TO-DO LIST ::
a) In the dog interview post, what breed mix is Lucy?
b) Copy everything in the dog interview post from "But I have to" down to "the main distracting?" word for word.

2013-10-25

This post is part of a virtual book tour organized by Goddess Fish Promotions. p.m. will be awarding a Celtic bracelet (US only) to a randomly drawn commenter during the tour. Click on the tour banner to see the other stops on the tour.

Our pet was very interested in p.m.’s pets and had some questions— pull up a cushion and get comfortable as we bring you Dog Dish.

So, your human writes books. Does this mean she is home all day and easy to access? Elaborate if necessary.

Oh, is that what she’s doing? I wondered why she sits in her chair all day, every day, and just bangs her fingers around. I thought it was the worst piano playing I’d ever heard.

But I have to say our peep does take good care of us. She installed doggie doors all over the house so we can go outside any time we want. We enjoy rushing outside like a pack of dogs (oh, that’s right, we are a pack of dogs) and barking our heads off at neighborhood cats and the neighborhood in general.

What are your techniques for distracting your human during crucial writing moments, just because it’s fun? Whose primary job is it? What do the rest of you do to support the one doing the main distracting?

This is a tall order, so we take turns. Simone the collie is great at sticking her big, long nose on the keyboard so our peep has to stop and look up. Eddie the Jack Russell likes to roll his adorable eyes as he leans on the chair arm. And Lucy, a Jack Russell – Basset mix, is terrific at whining at our peep’s feet. Once our peep stops the piano playing—uh, typing—we all come over and nudge her and eye the cookie jar.

What indignities and neglect have you suffered because of your human’s writing career?

Oh, the indignities! We’ve tried to phone Oprah a number of times and we don’t know why she won’t take our call. Sometimes our dinner isn’t ready until a whole half hour after we’re ready for it. Sometimes Lucy will pee on the carpet behind Mommy, and she won’t even stop typing! (Though she did rename her Lucy Loo, and that’s not a typo.) Sometimes she’ll pet us and not even look at us, but one hand will continue to type. Now that’s neglect if we ever saw it.

RECORDED DATA ::
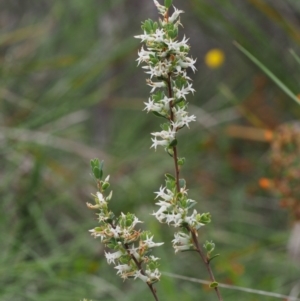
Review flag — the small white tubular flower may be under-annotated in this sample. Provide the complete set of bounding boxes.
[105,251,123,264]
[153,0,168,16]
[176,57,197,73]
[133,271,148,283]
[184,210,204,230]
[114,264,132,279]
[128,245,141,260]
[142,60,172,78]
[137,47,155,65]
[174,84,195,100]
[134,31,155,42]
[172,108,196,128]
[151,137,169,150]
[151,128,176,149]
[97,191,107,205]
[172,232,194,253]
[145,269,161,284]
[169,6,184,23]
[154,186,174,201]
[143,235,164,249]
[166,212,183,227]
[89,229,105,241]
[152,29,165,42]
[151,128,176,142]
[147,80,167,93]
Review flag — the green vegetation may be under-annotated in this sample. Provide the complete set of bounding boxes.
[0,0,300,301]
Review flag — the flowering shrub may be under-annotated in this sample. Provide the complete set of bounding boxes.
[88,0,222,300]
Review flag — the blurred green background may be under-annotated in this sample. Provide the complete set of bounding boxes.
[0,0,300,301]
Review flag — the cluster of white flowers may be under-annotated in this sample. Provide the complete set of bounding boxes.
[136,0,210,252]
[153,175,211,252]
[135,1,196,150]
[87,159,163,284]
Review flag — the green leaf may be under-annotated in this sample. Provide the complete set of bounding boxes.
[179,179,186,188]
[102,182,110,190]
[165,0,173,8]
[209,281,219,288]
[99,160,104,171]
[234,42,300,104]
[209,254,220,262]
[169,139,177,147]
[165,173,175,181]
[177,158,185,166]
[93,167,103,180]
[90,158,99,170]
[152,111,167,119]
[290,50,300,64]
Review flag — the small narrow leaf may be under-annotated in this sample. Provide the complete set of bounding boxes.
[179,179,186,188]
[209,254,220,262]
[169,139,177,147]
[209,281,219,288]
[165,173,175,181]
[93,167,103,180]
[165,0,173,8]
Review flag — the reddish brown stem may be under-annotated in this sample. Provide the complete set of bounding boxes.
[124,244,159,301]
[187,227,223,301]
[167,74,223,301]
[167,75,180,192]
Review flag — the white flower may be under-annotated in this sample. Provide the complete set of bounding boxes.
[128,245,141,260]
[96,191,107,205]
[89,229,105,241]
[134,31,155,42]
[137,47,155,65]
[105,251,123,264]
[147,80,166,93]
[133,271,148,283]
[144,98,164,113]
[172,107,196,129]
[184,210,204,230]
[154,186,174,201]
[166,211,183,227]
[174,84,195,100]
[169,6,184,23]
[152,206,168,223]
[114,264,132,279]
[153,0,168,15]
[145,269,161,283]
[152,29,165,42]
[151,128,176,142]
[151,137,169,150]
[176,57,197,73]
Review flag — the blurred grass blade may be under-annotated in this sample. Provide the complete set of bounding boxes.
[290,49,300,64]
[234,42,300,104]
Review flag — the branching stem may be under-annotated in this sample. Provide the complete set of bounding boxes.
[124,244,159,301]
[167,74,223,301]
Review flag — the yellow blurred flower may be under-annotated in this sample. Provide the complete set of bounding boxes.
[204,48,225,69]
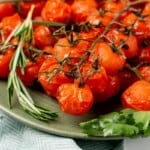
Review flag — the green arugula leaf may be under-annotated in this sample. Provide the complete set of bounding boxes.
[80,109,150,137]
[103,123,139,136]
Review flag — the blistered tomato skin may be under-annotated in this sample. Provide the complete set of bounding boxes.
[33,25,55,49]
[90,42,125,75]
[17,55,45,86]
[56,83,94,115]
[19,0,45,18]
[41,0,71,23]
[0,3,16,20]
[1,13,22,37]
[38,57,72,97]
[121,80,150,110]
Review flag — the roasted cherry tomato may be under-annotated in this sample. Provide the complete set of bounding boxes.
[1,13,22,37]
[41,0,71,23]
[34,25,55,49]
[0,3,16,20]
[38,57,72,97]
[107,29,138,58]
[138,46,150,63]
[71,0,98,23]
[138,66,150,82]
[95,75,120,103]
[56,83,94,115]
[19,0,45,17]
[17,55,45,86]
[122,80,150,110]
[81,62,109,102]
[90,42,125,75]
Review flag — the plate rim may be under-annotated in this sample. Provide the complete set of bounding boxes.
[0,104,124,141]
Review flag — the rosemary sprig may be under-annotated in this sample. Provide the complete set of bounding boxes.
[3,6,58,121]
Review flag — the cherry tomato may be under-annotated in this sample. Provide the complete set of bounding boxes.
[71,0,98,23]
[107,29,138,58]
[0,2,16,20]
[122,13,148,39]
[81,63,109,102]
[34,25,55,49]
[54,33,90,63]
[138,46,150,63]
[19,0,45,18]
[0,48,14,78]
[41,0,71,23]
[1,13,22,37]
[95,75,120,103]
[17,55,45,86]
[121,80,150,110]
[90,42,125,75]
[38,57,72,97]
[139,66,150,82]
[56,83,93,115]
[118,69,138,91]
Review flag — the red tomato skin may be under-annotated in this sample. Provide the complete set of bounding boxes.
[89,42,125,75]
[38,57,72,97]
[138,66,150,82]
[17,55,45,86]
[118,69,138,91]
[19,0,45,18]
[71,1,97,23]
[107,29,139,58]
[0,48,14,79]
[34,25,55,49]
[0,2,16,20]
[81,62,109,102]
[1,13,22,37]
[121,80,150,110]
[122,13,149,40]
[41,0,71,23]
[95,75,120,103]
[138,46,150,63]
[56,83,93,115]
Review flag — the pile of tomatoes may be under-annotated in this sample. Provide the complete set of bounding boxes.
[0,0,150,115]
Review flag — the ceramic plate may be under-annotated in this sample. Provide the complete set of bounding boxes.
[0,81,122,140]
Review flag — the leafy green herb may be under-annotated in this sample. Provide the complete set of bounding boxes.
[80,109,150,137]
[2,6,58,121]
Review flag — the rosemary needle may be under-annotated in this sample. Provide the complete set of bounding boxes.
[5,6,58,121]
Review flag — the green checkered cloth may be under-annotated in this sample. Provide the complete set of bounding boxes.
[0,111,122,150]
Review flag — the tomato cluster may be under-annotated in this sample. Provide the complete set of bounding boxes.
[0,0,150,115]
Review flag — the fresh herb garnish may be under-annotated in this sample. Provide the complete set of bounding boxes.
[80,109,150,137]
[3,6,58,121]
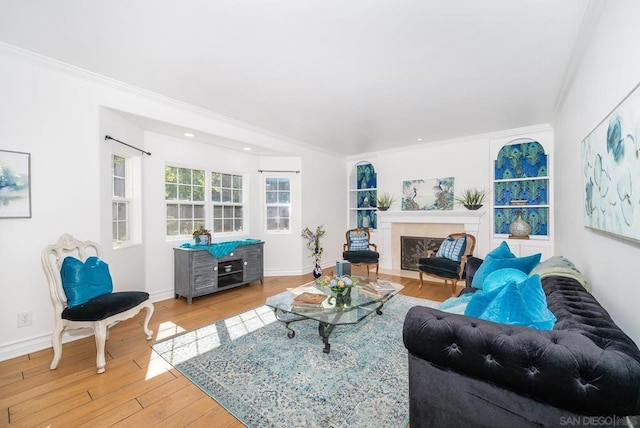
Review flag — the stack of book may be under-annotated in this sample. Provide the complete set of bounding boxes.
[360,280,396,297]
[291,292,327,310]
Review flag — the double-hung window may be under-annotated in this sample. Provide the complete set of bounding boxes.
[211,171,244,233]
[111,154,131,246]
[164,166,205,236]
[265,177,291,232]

--

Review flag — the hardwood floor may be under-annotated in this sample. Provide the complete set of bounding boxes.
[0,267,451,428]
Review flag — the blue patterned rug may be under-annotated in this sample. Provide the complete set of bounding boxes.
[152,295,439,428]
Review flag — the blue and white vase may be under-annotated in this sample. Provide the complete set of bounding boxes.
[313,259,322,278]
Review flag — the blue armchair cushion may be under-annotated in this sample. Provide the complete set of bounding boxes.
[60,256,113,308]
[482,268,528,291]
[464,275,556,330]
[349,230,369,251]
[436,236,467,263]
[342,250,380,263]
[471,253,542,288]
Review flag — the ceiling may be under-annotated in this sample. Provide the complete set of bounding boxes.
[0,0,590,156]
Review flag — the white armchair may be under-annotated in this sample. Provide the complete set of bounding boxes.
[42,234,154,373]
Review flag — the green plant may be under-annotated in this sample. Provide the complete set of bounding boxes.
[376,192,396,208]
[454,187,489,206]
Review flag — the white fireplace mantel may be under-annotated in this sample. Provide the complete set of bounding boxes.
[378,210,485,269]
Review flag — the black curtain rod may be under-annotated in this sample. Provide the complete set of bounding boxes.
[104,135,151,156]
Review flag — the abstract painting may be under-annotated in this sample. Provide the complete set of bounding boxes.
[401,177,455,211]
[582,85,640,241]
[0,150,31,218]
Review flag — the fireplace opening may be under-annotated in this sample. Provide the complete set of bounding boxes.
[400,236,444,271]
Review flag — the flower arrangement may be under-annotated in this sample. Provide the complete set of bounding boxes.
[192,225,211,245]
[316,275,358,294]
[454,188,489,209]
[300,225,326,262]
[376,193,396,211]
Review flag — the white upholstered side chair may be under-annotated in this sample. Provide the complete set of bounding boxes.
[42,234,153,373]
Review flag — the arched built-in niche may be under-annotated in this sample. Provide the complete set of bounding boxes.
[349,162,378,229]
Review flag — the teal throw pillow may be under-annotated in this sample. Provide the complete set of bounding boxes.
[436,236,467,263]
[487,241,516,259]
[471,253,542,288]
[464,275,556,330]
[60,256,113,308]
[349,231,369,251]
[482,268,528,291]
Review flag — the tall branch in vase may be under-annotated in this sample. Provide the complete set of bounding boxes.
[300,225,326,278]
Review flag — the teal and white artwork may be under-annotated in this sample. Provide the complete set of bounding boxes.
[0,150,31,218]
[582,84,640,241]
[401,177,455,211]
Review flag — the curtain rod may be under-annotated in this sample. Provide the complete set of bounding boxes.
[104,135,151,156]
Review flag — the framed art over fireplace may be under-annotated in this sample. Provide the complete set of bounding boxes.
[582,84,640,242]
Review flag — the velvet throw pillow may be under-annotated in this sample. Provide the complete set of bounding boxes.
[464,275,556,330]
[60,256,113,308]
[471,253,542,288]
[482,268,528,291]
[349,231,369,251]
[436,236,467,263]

EXERCISE ANSWERS ::
a) Lucy is a Jack Russell – Basset mix.

b)
But I have to say our peep does take good care of us. She installed doggie doors all over the house so we can go outside any time we want. We enjoy rushing outside like a pack of dogs (oh, that’s right, we are a pack of dogs) and barking our heads off at neighborhood cats and the neighborhood in general.

What are your techniques for distracting your human during crucial writing moments, just because it’s fun? Whose primary job is it? What do the rest of you do to support the one doing the main distracting?